# Schriftliche Anweisung 1:
Sammle alle Zeilen der Datensätze, in denen die Zeichenfolge „light“ vorkommt, und schreib sie ab. Achte dabei auf Groß- und Kleinschreibung.

Donnerstag, 28. Dezember 2023

Marlon Grohn und das freie Denken

"Glückliche Zeiten. Man verstand noch zu lesen. Man konnte noch laut nach-denken. All das scheint endgültig vorbei zu sein." 

Dieser Satz stammt aus dem Buch „Humanismus und Terror“ des französischen Denkers Maurice Merleau-Ponty aus dem Jahr 1947. Die glücklichen Zeiten, von denen Merleau-Ponty sprach, beziehen sich gleichwohl auf die 1930er Jahre!

Maurice Merleau-Ponty (1908 - 1961)

Dass ein Philosoph in der Mitte des 20. Jahrhunderts davon ausging, es hätte in den 30er Jahren bessere Bedingungen fürs laute Nachdenken bestanden, mag heute verwundern. Das Buch, in dem Merleau-Ponty die Sätze schrieb, und in dem er nebenbei einige alberne linke Meinungen zum Sowjet-Sozialismus korrigierte, hieß "Humanismus und Terror" und muss heute selbst als Paradebeispiel dieses lauten Nachdenkens gelten. Diese These zumindest vertritt Marlon Grohn in seinem Artikel “`Vom Denken zum Schweigen: Wie die Cancel Culture die Philosophie tötet!´” 

Was das freie Denken angeht, so dürfte sich die Situation mittlerweile deutlich verschlechtert haben. Nicht zuletzt, weil die Kernfrage des Buches von Merleau-Ponty, “nämlich die des Verhältnisses von humanistischer Verbesserung des Staatswesens und der dafür eventuell erforderlichen Gewalt, (…) schließlich inzwischen von allen politischen Parteien und Richtungen lieber unreflektiert gelassen und auf ein Übermorgen verschoben [wird]."

Der Philosoph Jacob Taubes schlug in die gleiche Kerbe, als er 1967 in einer Rede vor deutschen Studenten erklärte, “`Mündig sein´ heiße, dass `jeder von uns den Mund aufmachen darf, ohne dass ihm gedroht wird´.” 200 Jahre nach der Aufklärung ließen sich überall Tendenzen zur Entmündigung einer mündigen Gesellschaft ablesen, auch wenn die mündig gewordene Jugend sich in “verzweifelten, manchmal grotesken Formen” dagegen wehren würde.

# Schriftliche Anweisung 2:
Warum dürfte sich die Lage des freien Denkens laut dem Text über Marlon Grohn und das freie Denken mittlerweile deutlich verschlechtert haben? Antworte in ein bis drei Sätzen.

# Auszüge aus Datensätzen:

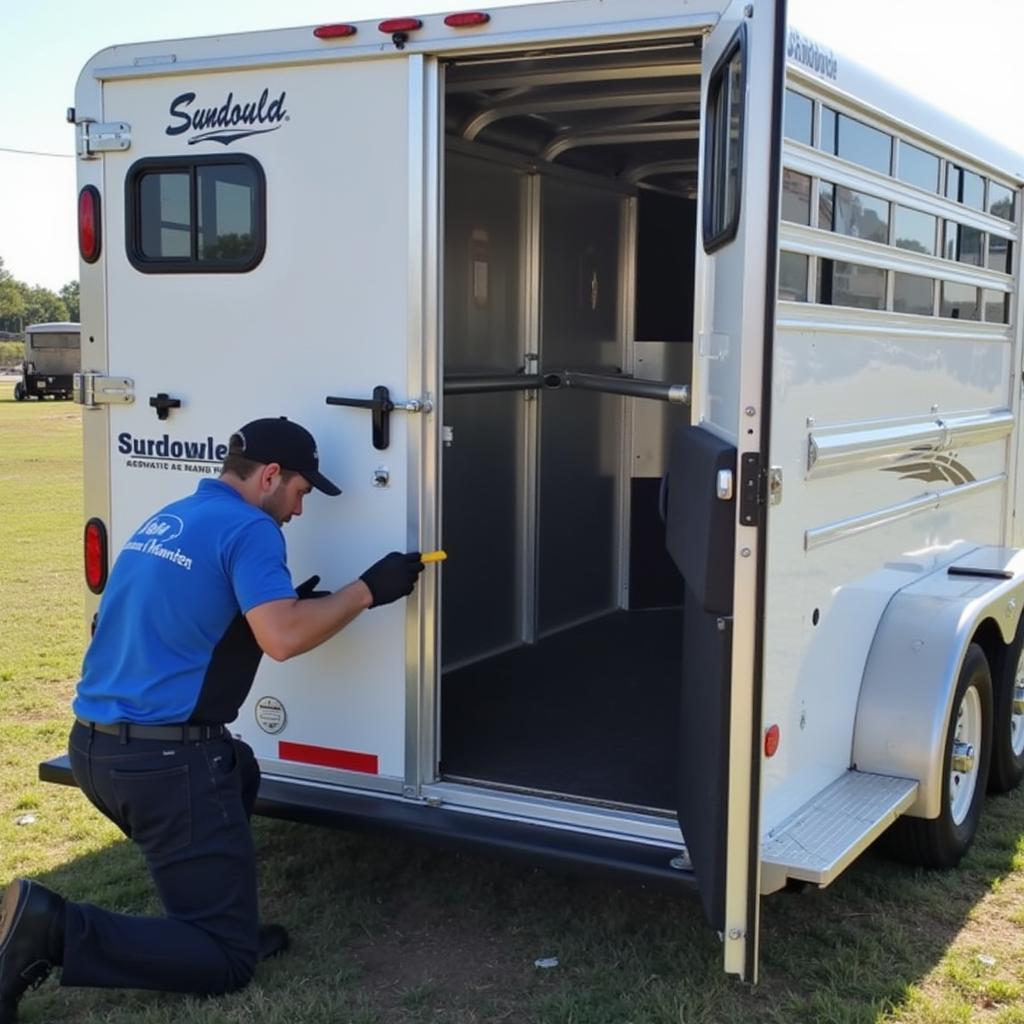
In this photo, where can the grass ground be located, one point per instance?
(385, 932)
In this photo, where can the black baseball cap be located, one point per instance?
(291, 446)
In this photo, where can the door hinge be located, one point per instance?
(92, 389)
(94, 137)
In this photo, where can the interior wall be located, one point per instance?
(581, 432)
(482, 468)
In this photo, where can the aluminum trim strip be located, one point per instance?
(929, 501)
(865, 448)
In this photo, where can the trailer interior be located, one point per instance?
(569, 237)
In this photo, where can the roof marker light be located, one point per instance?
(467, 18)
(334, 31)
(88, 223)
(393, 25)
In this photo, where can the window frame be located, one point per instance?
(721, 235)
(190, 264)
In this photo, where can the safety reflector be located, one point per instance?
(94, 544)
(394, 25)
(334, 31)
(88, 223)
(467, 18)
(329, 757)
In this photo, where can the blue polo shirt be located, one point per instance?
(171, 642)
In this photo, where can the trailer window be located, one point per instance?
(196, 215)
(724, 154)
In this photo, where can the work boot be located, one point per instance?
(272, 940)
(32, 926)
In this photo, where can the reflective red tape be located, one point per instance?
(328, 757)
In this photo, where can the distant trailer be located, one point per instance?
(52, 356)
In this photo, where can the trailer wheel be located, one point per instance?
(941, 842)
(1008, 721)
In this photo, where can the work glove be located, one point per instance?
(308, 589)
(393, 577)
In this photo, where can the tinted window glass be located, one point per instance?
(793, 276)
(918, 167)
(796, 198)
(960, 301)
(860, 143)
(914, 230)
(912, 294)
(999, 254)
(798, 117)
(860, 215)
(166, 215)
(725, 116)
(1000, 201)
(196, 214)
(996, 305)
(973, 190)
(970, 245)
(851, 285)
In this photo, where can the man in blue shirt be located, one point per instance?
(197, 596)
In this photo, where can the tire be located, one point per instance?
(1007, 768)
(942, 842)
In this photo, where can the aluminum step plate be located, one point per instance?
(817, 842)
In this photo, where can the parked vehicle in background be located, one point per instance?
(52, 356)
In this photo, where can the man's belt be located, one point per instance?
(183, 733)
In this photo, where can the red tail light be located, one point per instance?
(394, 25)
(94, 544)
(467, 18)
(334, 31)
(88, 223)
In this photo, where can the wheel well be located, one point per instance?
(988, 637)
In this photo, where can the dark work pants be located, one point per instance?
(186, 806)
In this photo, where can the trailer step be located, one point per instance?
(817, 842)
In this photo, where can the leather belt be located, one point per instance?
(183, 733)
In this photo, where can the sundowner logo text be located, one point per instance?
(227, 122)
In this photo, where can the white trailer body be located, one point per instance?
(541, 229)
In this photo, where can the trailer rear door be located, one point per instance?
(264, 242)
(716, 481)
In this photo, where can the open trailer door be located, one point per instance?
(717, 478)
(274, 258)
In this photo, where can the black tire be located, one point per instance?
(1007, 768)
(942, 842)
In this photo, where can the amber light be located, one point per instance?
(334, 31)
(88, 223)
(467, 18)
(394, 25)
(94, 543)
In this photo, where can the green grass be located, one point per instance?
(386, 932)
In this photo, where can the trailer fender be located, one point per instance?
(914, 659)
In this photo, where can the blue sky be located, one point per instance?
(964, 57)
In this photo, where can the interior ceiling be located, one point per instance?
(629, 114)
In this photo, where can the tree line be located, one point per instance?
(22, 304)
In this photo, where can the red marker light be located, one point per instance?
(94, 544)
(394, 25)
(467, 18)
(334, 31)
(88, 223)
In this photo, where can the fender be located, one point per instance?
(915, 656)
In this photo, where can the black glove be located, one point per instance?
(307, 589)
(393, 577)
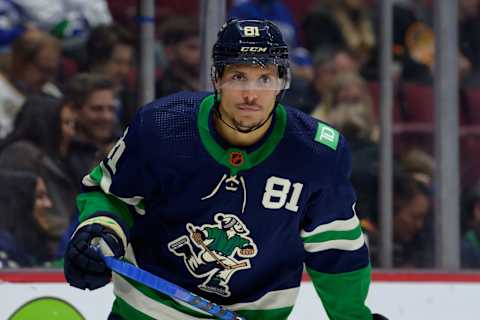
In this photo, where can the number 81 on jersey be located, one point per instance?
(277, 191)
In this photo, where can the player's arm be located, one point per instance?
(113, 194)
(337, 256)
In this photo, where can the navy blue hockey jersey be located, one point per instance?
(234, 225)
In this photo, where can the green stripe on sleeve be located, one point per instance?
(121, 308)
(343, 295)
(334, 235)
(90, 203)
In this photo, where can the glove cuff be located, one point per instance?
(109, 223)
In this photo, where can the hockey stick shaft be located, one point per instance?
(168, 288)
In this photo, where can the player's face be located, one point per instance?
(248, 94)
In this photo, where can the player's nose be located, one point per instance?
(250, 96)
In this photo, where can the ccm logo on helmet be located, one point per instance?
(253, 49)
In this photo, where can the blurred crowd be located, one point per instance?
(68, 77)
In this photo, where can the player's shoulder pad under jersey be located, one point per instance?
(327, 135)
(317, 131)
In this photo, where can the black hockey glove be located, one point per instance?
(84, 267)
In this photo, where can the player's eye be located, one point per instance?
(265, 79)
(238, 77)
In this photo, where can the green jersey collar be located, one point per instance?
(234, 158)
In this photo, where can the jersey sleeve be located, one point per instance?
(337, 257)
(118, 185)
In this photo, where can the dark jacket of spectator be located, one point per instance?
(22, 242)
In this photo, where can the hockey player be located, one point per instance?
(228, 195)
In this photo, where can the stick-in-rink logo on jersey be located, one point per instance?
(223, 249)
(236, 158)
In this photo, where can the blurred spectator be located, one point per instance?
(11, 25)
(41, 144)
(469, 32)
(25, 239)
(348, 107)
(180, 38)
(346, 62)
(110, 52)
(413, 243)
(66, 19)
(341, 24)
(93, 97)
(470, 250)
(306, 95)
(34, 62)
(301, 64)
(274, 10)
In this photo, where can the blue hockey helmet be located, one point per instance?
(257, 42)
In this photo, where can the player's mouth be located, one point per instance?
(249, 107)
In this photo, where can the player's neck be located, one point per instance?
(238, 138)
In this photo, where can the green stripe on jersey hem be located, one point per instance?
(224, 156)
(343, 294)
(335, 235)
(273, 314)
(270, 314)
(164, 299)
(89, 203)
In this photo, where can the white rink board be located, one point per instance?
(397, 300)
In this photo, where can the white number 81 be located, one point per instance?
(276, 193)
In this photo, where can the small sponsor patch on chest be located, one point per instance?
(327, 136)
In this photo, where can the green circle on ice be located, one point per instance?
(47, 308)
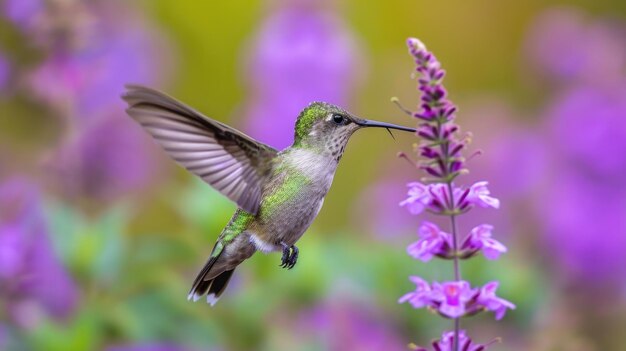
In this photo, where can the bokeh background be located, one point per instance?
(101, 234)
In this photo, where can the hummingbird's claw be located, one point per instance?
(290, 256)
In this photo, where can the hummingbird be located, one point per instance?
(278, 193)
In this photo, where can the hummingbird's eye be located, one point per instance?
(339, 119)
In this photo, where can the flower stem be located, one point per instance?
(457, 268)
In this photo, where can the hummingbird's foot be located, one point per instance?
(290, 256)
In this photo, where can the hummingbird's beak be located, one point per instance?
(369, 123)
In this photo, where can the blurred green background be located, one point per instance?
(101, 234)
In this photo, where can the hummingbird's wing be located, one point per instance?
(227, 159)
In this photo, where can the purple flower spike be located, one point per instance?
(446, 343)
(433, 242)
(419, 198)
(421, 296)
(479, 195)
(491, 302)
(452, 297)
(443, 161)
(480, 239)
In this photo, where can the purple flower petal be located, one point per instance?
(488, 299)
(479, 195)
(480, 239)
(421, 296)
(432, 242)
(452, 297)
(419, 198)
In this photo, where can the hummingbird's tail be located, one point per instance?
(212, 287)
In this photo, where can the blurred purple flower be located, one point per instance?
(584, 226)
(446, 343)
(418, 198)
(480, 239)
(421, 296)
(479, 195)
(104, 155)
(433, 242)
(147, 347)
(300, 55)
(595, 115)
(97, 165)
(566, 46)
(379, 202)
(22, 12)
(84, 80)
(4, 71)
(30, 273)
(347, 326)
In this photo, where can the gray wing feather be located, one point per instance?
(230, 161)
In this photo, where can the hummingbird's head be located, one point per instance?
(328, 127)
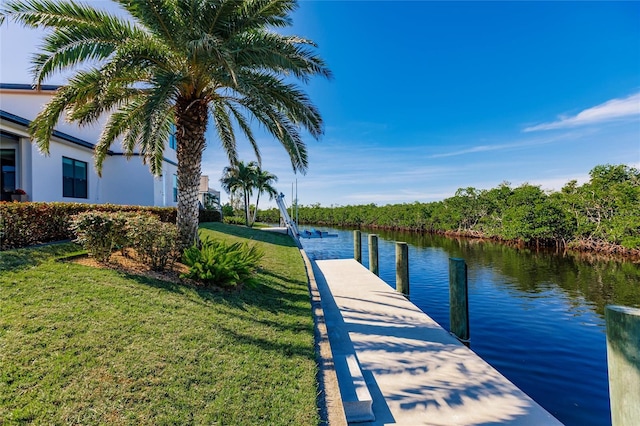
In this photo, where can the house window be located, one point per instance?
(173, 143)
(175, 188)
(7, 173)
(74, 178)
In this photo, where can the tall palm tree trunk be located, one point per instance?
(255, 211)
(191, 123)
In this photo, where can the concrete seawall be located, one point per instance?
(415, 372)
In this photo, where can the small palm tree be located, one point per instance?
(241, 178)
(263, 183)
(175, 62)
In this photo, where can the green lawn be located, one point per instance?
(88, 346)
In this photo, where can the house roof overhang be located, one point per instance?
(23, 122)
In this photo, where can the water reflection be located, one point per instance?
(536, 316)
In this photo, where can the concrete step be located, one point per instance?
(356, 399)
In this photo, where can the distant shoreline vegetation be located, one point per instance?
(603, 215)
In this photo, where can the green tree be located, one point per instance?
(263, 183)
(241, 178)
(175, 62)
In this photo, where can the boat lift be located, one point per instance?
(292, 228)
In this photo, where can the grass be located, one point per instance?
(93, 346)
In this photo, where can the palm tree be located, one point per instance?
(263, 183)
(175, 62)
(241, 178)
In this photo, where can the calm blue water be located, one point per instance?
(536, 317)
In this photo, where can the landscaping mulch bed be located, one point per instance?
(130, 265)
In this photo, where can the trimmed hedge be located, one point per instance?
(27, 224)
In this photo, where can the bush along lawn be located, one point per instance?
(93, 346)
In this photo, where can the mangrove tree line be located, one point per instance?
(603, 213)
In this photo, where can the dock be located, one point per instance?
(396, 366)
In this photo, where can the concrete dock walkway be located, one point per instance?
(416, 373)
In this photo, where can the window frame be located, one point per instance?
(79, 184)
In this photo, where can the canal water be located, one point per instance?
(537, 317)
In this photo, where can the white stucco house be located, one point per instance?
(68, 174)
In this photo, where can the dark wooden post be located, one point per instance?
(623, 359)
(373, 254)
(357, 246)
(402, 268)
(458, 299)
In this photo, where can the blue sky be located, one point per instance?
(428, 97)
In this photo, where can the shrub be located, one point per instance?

# Übungsergebnis 1:
In this photo, where can the roof marker light be located, one point per instance?
In this photo, where can the red tail light be located, one point per instance?
In this photo, where can the amber light be located, one point per instance?
In this photo, where can the red marker light be located, one point per instance?

# Übungsergebnis 2:
Die Kernfrage aus Merleau-Pontys Buch „Humanismus und Terror“ betrifft das Verhältnis von humanistischer Verbesserung des Staatswesens und der dafür eventuell erforderlichen Gewalt. Diese Frage wird inzwischen von allen politischen Parteien und Richtungen lieber unreflektiert gelassen und auf ein Übermorgen verschoben.